TEXT SHOWN:
The upper arm bands 22 have an interior side 38 and an exterior side 40. The lower arm bands 24 similarly have an interior side 42 and an exterior side 44. The interior sides 38, 42 can be made of a padded material while the exterior sides 40, 44 can be made of a stretchable fabric. The materials used to make the interior side 38 and the exterior side 40 of upper arm bands 22 can be joined together. The interior side 42 and the exterior side 44 of lower arm bands 24 can be joined together in a similar manner. The arm bands 22, 24 can be adjustably secured around the upper arms 28 and lower arms 30, respectively, by any suitable structure. In one embodiment, the arm bands 22, 24 are elongate members that wrap around the upper arms 28 and lower arms 30, respectively, and are releasably secured in the wrapped position by a hook and loop fastener. Alternatively, the arm bands 22, 24 could be secured using buckles, ties, or other suitable structure.

In the embodiment shown in FIG. 1, the lower arm bands 24 include connectors 46 for connecting to the waistband 16. The connectors 46 can also be located on the upper arm bands 22 or on the connecting webs 32. The location of the connectors 46 along the connecting webs 32 controls the distribution of the resilient force of arm tethers 26 between the upper arm bands 22 and the lower arm bands 24. The arm tethers 26 can be made of any elongated elastomeric and stretchable material long enough to allow for a sufficient range of motion while providing desired amounts of resistance to the arm muscles. In alternative embodiments, other structures, such as additional tethers, can be used to provide different force distribution across the upper body.

RAW RECORDS:
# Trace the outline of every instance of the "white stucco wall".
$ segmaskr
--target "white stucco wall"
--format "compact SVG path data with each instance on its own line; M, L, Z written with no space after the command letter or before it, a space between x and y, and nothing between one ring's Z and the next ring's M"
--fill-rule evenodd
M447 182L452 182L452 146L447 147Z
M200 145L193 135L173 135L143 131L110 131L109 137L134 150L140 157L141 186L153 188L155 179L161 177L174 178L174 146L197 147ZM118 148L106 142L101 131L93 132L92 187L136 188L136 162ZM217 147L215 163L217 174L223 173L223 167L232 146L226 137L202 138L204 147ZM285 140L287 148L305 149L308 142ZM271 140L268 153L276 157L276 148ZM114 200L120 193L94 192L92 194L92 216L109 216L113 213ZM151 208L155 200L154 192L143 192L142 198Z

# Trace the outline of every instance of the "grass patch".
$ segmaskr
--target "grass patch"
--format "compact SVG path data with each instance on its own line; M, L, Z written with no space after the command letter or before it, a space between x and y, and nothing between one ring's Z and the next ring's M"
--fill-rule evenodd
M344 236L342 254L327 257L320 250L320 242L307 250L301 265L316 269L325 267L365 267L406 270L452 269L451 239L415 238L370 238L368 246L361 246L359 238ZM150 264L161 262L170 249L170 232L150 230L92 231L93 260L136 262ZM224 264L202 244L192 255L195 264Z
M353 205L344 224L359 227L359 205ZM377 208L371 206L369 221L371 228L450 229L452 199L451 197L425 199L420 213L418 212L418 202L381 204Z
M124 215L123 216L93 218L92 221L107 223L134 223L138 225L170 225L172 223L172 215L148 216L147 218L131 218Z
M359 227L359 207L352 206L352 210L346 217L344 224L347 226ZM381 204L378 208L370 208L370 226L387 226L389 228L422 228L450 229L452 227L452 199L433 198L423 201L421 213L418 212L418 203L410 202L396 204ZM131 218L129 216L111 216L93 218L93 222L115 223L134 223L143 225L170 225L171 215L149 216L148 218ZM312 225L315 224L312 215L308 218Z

TASKS TO COMPLETE:
• a. In the arm band text, repeat the passage between "In the embodiment" and "the upper body.", inclusive.
• b. According to the arm band text, what holds the arm bands in the wrapped position in one embodiment?
• c. Decide whether each statement agrees with the arm band text, answering yes or no and quoting the deciding words: (i) The exterior sides of the arm bands can be made of a stretchable fabric. (ii) The connectors 46 can be located only on the lower arm bands. (iii) The arm tethers are made of a rigid, non-stretchable material.

SET OF ANSWERS:
• a.
In the embodiment shown in FIG. 1, the lower arm bands 24 include connectors 46 for connecting to the waistband 16. The connectors 46 can also be located on the upper arm bands 22 or on the connecting webs 32. The location of the connectors 46 along the connecting webs 32 controls the distribution of the resilient force of arm tethers 26 between the upper arm bands 22 and the lower arm bands 24. The arm tethers 26 can be made of any elongated elastomeric and stretchable material long enough to allow for a sufficient range of motion while providing desired amounts of resistance to the arm muscles. In alternative embodiments, other structures, such as additional tethers, can be used to provide different force distribution across the upper body.

• b. A hook and loop fastener.

• c.
(i) Yes: "the exterior sides 40, 44 can be made of a stretchable fabric."
(ii) No: "The connectors 46 can also be located on the upper arm bands 22 or on the connecting webs 32."
(iii) No: "The arm tethers 26 can be made of any elongated elastomeric and stretchable material."